━━━━━ RAW DATA
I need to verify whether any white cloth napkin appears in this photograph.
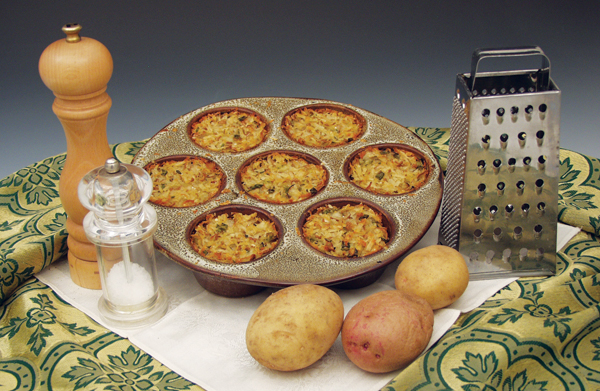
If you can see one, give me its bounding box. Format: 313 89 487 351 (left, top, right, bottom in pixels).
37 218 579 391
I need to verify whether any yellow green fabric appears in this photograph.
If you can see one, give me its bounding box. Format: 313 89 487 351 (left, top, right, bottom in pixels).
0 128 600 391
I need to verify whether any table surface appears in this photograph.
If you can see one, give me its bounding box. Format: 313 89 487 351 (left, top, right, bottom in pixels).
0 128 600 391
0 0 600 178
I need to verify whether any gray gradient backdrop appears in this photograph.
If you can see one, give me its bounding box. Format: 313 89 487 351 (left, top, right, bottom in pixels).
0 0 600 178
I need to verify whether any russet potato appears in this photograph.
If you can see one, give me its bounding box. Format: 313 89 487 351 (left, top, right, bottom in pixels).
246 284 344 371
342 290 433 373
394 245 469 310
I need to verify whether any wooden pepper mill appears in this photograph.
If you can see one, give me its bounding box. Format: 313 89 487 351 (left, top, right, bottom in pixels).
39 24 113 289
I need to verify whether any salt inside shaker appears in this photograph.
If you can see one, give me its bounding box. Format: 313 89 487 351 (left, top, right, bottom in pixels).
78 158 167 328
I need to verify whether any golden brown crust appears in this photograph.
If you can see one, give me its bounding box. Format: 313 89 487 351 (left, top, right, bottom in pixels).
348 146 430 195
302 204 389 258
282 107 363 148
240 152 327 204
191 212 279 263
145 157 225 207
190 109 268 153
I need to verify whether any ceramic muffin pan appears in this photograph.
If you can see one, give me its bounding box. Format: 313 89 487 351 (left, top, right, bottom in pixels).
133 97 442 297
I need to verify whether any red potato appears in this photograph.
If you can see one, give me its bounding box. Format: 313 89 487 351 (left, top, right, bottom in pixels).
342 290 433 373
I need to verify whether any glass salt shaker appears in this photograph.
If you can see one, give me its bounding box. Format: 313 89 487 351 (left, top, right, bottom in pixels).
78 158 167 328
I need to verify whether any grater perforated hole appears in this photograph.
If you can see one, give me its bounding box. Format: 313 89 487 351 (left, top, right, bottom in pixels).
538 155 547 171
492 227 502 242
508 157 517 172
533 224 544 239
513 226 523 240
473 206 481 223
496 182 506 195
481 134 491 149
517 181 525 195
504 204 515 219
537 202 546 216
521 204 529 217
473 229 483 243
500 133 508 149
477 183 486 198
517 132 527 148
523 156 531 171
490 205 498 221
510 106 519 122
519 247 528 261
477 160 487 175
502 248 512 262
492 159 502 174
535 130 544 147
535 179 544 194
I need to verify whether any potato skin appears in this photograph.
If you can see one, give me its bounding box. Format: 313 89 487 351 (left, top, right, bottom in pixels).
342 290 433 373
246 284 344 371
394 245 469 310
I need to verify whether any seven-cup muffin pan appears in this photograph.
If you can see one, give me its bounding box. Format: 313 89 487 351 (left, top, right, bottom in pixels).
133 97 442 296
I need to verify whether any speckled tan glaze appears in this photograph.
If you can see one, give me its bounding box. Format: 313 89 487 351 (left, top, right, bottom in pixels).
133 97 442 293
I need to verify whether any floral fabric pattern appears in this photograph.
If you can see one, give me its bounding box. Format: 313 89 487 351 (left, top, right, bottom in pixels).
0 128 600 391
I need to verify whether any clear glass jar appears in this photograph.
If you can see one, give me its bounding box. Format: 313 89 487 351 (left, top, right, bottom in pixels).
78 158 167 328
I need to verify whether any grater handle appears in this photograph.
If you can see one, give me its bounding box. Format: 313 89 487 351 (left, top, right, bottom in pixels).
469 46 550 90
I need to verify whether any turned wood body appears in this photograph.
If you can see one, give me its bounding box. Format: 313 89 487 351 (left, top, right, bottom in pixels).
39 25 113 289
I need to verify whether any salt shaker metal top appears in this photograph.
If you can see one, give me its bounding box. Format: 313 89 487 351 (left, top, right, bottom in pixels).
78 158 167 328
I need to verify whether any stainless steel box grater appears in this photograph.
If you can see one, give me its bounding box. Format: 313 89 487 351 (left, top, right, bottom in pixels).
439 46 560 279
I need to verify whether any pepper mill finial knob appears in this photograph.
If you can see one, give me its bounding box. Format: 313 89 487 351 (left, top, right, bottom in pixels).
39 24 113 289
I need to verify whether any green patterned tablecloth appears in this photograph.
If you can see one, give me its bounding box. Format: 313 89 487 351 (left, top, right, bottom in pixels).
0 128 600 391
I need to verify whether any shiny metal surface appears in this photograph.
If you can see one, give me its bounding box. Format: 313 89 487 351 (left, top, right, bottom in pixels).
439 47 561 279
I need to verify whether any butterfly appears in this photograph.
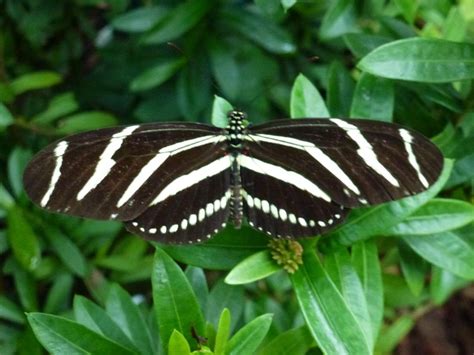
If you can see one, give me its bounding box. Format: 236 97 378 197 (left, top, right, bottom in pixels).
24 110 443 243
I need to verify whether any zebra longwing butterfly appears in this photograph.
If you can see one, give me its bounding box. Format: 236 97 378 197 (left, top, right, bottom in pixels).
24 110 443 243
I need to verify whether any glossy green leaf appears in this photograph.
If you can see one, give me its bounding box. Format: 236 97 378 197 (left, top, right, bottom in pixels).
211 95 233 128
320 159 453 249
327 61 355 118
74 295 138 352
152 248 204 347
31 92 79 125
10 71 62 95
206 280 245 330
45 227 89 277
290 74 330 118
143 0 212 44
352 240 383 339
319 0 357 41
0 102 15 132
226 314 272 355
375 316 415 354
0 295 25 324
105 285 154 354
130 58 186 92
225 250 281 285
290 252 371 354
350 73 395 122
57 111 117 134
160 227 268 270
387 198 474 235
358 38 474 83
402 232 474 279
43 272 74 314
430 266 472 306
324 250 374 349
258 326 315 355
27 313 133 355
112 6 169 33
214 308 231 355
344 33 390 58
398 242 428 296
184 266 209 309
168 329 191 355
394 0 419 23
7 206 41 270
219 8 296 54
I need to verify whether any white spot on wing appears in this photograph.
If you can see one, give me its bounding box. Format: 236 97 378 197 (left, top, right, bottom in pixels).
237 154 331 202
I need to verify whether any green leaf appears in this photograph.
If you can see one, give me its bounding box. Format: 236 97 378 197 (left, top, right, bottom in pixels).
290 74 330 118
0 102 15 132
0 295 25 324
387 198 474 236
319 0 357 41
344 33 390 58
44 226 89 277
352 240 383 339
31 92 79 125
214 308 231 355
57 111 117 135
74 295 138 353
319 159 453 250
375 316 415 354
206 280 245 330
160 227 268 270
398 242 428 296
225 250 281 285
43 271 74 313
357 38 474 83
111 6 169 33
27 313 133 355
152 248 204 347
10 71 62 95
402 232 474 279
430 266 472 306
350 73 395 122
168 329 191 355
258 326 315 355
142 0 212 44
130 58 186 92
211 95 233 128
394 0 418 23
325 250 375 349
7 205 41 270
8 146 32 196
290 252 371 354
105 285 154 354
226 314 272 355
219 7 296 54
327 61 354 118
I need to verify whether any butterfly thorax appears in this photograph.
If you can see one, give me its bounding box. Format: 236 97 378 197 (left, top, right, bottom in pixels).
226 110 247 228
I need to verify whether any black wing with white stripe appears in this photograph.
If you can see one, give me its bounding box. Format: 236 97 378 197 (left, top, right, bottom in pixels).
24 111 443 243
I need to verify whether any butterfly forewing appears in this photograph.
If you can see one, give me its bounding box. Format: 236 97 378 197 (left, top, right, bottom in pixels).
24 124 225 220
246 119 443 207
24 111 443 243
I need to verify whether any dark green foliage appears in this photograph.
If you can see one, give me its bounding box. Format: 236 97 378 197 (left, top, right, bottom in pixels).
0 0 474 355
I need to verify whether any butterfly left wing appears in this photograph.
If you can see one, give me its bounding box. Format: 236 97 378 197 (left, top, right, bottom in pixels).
━━━━━━━━━━
*TASK STATEMENT*. Starting at the line containing "I need to verify whether any black" and ending with the line containing "0 0 474 355", reproduce only those lines of the records, substituting "image" for each occurrence of "photograph" and leaving everything else unchanged.

*REPLY TO THE TASK*.
I need to verify whether any black wing with white stripe appears in this image.
If you can see one, give me its bounding box. Format: 236 97 378 197 (left, top, right, bottom in pixels).
24 111 443 243
I need to verify whether any butterfly forewing appears in this image.
If you can see one, give me its bounding box. Format: 236 97 378 197 (left, top, right, bottom in pixels).
24 124 225 220
246 119 443 207
24 111 443 243
I need to verify whether any dark green foliage appears in this image.
If you can see one, give me its bounding box. Format: 236 97 378 197 (left, top, right, bottom in pixels).
0 0 474 355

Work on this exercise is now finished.